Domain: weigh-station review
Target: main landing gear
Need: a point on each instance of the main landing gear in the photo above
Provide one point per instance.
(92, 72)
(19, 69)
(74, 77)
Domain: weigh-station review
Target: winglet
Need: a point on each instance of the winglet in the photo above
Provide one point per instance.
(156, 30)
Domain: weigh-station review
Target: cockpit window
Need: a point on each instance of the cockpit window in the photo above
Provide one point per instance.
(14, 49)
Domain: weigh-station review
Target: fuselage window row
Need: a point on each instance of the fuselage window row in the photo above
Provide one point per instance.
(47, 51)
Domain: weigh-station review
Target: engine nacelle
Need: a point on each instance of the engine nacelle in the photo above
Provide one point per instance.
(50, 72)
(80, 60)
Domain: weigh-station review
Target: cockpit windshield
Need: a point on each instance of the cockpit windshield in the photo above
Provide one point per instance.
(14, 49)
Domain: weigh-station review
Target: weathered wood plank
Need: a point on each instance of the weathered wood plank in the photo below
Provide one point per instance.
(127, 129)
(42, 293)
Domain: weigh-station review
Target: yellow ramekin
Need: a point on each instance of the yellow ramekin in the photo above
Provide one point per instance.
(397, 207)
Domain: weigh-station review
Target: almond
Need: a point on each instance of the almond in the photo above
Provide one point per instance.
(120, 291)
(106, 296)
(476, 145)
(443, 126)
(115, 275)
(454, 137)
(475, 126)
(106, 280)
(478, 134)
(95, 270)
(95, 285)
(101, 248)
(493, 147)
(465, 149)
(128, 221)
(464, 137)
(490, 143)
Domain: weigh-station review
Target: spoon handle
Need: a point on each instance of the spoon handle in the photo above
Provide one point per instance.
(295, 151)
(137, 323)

_ _ _ _

* What the task requires
Write down how many lines in the data contain "landing". Add nothing else.

* Completed task
2